[Given passage]
^^^^

Introducing feasts

Feast your eyes on the latest CRAN release to the collection of tidy time series R packages. The feasts package is feature-packed with functions for understanding the behaviour of time series through visualisation, decomposition and feature extraction. The package name feasts is an acronym summarising its key features: Feature Extraction And Statistics for Time Series. Much like Earo Wang’s tsibble package, the feasts package is designed to work with multiple series observed at any time interval.

If you’ve used graphics from Rob Hyndman’s forecast package or features from tsfeatures, this package allows these features to be used seamlessly with tsibble and the tidyverse.

With the package now available on CRAN, it is now easier than ever to install:

install.packages("feasts")

To see what is on feasts’ menu, we’ll start by loading a few packages:

library(tidyverse)
library(tsibble)
library(feasts)

In particular, we’ll be exploring the total quarterly Australian domestic overnight trips for a variety of locations and purposes around Australia.

tourism
## # A tsibble: 24,320 x 5 [1Q]
## # Key:       Region, State, Purpose [304]
##    Quarter Region   State           Purpose  Trips
##      <qtr> <chr>    <chr>           <chr>    <dbl>
##  1 1998 Q1 Adelaide South Australia Business  135.
##  2 1998 Q2 Adelaide South Australia Business  110.
##  3 1998 Q3 Adelaide South Australia Business  166.
##  4 1998 Q4 Adelaide South Australia Business  127.
##  5 1999 Q1 Adelaide South Australia Business  137.
##  6 1999 Q2 Adelaide South Australia Business  200.
##  7 1999 Q3 Adelaide South Australia Business  169.
##  8 1999 Q4 Adelaide South Australia Business  134.
##  9 2000 Q1 Adelaide South Australia Business  154.
## 10 2000 Q2 Adelaide South Australia Business  169.
## # … with 24,310 more rows

There’s plenty more datasets to explore in the tsibbledata package.

Not sure what a tsibble is? Learn about tidy time series data in Reintroducing tsibble: data tools to melt the clock.

Graphics

A time series can be plotted in many ways, each of which providing a different perspective into the features and structural patterns of the time series.

The most common graphic is a time series plot, which simply shows the data (y-axis) against time (x-axis).

^^^^

[Source material]

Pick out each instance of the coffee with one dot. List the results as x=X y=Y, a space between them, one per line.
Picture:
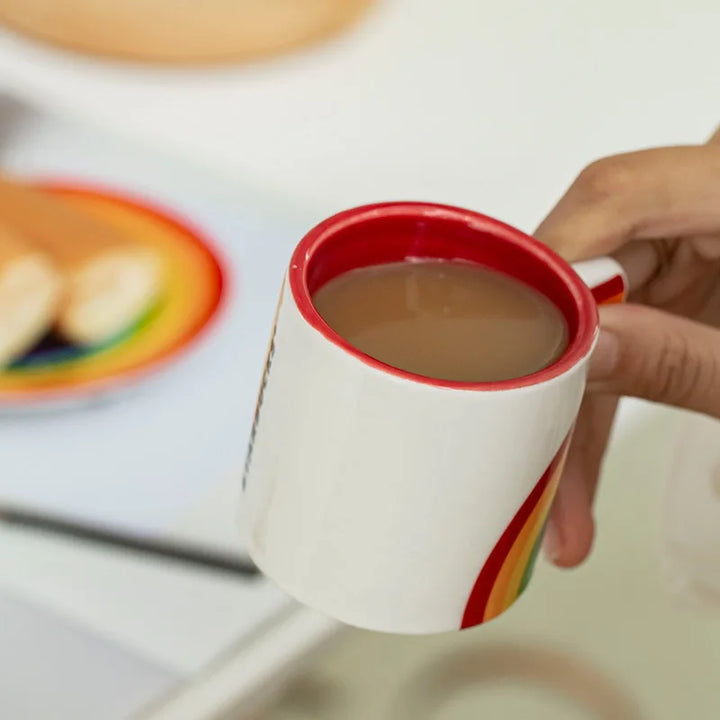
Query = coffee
x=446 y=320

^^^^

[Set exercise]
Revise the feasts introduction from "If you’ve used" up to and including "and the tidyverse.", putting "smoothly" in place of "seamlessly".

[Exercise response]
If you’ve used graphics from Rob Hyndman’s forecast package or features from tsfeatures, this package allows these features to be used smoothly with tsibble and the tidyverse.